::: Dataset rows :::

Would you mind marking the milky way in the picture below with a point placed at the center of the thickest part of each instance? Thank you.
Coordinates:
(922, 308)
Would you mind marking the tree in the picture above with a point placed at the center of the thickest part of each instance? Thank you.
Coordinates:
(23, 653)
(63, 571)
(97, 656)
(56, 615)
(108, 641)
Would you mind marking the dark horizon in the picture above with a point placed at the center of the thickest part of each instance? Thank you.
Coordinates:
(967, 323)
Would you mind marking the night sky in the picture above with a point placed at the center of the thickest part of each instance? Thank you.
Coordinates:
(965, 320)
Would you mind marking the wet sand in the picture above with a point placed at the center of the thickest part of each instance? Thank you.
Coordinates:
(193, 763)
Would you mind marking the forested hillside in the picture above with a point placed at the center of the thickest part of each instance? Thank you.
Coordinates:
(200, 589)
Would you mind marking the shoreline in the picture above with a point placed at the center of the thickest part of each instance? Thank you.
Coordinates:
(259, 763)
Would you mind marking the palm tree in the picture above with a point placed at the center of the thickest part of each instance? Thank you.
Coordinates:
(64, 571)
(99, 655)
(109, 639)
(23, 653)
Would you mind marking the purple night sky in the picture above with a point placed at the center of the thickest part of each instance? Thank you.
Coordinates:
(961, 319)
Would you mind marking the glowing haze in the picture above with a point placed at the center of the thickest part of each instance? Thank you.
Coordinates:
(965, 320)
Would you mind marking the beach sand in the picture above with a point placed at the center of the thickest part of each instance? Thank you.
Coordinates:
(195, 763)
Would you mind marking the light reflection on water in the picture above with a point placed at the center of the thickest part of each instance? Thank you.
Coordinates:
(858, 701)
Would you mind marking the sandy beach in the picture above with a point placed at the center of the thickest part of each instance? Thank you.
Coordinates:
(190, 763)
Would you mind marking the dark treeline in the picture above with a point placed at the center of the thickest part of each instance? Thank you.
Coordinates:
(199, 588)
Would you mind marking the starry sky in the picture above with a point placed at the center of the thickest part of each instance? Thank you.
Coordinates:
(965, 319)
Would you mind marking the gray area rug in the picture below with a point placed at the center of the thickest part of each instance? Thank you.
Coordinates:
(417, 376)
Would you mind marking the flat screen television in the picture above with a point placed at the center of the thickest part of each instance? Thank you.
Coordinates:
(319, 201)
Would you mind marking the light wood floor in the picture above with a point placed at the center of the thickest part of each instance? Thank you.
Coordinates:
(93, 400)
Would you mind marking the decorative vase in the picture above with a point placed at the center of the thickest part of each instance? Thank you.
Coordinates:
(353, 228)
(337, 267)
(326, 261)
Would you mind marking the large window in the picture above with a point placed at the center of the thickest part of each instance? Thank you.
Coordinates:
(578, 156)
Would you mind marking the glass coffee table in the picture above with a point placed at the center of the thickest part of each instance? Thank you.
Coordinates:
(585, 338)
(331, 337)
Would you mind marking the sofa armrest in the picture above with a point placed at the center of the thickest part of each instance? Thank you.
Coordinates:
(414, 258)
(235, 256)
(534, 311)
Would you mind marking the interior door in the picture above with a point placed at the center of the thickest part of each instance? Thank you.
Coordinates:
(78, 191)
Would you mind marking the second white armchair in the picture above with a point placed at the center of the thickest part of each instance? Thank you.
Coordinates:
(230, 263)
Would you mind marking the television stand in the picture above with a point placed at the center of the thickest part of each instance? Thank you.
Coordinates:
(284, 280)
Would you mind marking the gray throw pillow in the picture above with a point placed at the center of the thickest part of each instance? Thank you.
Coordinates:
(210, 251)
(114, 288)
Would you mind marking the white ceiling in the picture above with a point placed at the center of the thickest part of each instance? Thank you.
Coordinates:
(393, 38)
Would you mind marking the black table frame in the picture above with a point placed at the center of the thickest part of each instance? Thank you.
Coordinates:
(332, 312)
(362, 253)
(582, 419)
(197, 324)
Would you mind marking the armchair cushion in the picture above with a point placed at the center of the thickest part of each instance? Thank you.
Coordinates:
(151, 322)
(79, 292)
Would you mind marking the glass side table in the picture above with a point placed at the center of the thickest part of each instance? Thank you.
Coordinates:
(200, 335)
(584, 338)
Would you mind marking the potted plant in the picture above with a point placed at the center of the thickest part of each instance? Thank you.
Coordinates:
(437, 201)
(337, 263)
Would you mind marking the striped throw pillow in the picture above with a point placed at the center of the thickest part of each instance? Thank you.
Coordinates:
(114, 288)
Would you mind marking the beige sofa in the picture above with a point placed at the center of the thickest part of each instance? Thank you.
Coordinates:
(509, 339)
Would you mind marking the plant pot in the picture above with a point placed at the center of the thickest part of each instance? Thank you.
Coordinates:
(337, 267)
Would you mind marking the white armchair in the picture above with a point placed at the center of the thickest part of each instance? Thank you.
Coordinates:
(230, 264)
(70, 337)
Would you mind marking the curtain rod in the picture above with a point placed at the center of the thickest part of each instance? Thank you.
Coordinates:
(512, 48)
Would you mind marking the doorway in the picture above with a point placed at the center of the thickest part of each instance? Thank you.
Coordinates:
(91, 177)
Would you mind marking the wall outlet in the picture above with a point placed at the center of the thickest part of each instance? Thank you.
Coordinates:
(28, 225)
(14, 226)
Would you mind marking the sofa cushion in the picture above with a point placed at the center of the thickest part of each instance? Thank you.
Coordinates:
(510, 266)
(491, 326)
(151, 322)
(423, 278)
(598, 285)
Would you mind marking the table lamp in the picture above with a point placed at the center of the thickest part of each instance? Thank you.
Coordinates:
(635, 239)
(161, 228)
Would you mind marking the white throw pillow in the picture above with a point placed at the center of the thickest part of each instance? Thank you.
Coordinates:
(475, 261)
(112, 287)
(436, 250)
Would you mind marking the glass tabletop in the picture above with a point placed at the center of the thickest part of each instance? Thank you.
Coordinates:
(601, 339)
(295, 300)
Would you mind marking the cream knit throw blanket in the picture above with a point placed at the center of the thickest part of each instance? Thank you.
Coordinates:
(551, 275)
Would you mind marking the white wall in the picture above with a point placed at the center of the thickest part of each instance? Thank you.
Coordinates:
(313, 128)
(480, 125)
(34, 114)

:::

Every line from the one containing "Would you mind marking the white throw" through the last line of the entries must be written out verbatim, and no other line.

▶ Exercise response:
Would you mind marking the white throw pillow in the picture above with a point placed at the center of the thickest part of each instance? Thank you.
Coordinates:
(475, 261)
(112, 287)
(436, 250)
Would you mind marking the glass tabletop in the picture above with a point placed at the center of the thickest part of each instance? Thank you.
Coordinates:
(601, 339)
(295, 300)
Would you mind marking the cream knit throw blanket in the picture above with a point placed at the center of the thickest part of each instance? Thank you.
Coordinates:
(551, 275)
Would you mind marking the white wall in the picture above with a point placed at the center of the thickest part of each instance? Thank you.
Coordinates:
(313, 128)
(480, 125)
(34, 114)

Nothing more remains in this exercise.